练习任务:
A – 请重写这篇写伊吾城的短文从"有湖,必有游廊。湖上的游廊是"到"吾之旅就停留在这个热闹时分。"的部分，并将其中的"游廊"替换为"长廊"。
B – 在这篇写伊吾城的短文中，早餐卖完后，餐馆老板推荐了什么？

所给短文:
>>>>
有湖,必有游廊。湖上的游廊是朱漆色,很是艳丽,却没有丝毫的俗气。此时,远处天山的皑皑白雪,近处黄绿红交错而成的斑斓的树叶,朱红的游廊,青色的湖水,黑色的倒影,还有那有如音符般跳动的蝴蝶结构成了一幅安静而和谐的画面。我们仿佛置身画中,却又有幸体味这画的美。
跨过那座小小的拱桥,伊吾城的湖,伊吾城的亭,还有伊吾城的垂柳就在我们身后了。带着满满的感动,我们走进一家小餐馆。餐馆的老板正在收拾餐桌,他告诉我们,早餐早就卖完了,不再供应。听说,那家餐馆的包子很是出名。可尽管我们面带失望,老板还是笑呵呵地说,隔壁家的牛肉面也很不错。虽没有吃上包子,但这里人的淳朴善良却像一碗美味可口的汤,深深地滋润了我们的心。上午十点多钟,伊吾城的街道已经完全被阳光覆盖,显得很是热闹,而我们的伊吾之旅就停留在这个热闹时分。
<<<<
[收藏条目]
>>>>
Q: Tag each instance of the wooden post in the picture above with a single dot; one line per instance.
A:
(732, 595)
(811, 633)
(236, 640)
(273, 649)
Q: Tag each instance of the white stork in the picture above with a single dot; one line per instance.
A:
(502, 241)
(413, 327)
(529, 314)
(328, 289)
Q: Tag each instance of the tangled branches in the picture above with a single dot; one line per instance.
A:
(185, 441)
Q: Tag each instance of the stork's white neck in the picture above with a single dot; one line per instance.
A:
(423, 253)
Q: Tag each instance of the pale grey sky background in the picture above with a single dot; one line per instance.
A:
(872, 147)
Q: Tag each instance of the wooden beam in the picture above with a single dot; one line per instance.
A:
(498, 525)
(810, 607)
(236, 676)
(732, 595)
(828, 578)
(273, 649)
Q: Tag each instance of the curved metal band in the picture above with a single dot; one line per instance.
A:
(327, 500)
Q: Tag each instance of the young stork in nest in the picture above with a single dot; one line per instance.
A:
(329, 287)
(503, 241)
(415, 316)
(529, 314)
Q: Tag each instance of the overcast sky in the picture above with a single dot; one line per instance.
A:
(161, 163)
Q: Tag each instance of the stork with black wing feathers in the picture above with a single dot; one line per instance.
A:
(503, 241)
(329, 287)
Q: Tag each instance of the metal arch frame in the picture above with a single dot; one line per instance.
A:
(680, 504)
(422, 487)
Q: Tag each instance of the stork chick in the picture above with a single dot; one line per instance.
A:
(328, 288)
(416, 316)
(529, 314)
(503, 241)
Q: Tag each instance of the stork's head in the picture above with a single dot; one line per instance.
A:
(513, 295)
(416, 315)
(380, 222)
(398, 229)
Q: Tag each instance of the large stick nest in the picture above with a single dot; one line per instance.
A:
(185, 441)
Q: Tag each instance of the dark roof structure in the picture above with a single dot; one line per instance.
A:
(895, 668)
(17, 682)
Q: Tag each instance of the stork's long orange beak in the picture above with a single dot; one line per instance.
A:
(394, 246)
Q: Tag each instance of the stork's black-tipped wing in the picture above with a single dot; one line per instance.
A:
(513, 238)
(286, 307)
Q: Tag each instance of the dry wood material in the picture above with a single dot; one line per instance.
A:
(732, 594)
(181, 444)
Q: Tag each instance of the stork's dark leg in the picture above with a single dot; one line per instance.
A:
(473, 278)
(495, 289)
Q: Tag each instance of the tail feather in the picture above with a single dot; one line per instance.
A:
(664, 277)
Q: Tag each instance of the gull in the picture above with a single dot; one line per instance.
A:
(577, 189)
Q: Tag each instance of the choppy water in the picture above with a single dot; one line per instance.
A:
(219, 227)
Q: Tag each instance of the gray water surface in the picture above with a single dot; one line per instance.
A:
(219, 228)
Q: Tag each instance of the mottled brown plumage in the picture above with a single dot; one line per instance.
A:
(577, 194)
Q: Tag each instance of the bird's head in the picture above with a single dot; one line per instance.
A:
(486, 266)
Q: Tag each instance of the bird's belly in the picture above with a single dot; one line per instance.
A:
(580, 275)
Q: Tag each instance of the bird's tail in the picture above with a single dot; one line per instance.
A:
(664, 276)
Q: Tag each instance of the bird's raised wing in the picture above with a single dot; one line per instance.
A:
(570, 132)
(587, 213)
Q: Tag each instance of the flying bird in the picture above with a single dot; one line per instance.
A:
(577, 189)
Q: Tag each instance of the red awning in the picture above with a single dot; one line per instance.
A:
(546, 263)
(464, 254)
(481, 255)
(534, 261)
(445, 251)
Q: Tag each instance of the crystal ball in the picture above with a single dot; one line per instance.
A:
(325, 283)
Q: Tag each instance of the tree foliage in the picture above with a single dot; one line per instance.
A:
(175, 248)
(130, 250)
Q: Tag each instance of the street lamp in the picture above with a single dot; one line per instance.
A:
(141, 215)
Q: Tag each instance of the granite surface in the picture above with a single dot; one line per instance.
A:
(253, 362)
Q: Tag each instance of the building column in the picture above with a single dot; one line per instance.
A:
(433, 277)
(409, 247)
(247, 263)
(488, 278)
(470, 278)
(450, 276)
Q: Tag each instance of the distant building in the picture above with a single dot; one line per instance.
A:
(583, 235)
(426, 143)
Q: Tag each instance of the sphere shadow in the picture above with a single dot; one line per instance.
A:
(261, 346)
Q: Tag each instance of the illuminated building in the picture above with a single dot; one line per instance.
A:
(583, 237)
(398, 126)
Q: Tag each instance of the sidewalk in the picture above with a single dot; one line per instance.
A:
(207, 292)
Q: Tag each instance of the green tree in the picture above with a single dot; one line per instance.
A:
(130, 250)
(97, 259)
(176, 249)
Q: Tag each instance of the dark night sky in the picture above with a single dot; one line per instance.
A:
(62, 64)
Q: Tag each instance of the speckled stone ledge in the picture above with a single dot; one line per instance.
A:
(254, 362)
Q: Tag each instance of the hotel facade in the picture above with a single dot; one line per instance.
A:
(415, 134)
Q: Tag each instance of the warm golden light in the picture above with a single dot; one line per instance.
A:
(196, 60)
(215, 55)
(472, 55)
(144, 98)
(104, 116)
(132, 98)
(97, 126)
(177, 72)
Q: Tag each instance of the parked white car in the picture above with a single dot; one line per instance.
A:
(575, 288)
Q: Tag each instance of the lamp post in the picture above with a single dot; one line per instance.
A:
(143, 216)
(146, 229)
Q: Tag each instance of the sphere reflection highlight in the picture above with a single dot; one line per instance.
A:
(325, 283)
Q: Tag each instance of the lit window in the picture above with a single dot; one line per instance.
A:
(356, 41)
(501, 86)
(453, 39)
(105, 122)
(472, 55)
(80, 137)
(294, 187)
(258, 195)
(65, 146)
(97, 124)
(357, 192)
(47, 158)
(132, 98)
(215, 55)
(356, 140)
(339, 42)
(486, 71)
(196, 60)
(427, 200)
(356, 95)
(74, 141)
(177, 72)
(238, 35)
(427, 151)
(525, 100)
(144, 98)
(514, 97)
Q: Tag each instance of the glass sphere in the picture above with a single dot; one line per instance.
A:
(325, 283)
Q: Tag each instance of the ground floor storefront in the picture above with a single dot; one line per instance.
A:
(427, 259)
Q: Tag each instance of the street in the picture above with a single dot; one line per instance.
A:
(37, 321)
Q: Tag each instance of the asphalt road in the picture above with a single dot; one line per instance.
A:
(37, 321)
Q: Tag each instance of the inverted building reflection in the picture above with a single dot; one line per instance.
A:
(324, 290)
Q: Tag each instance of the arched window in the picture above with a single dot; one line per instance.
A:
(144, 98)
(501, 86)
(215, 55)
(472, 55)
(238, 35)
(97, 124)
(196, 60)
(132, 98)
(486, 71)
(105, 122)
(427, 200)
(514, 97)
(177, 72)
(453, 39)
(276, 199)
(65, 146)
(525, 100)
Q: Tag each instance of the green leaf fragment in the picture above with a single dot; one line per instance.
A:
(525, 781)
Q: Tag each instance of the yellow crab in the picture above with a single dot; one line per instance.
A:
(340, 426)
<<<<
参考答案:
A –
有湖,必有长廊。湖上的长廊是朱漆色,很是艳丽,却没有丝毫的俗气。此时,远处天山的皑皑白雪,近处黄绿红交错而成的斑斓的树叶,朱红的长廊,青色的湖水,黑色的倒影,还有那有如音符般跳动的蝴蝶结构成了一幅安静而和谐的画面。我们仿佛置身画中,却又有幸体味这画的美。
跨过那座小小的拱桥,伊吾城的湖,伊吾城的亭,还有伊吾城的垂柳就在我们身后了。带着满满的感动,我们走进一家小餐馆。餐馆的老板正在收拾餐桌,他告诉我们,早餐早就卖完了,不再供应。听说,那家餐馆的包子很是出名。可尽管我们面带失望,老板还是笑呵呵地说,隔壁家的牛肉面也很不错。虽没有吃上包子,但这里人的淳朴善良却像一碗美味可口的汤,深深地滋润了我们的心。上午十点多钟,伊吾城的街道已经完全被阳光覆盖,显得很是热闹,而我们的伊吾之旅就停留在这个热闹时分。

B – 隔壁家的牛肉面。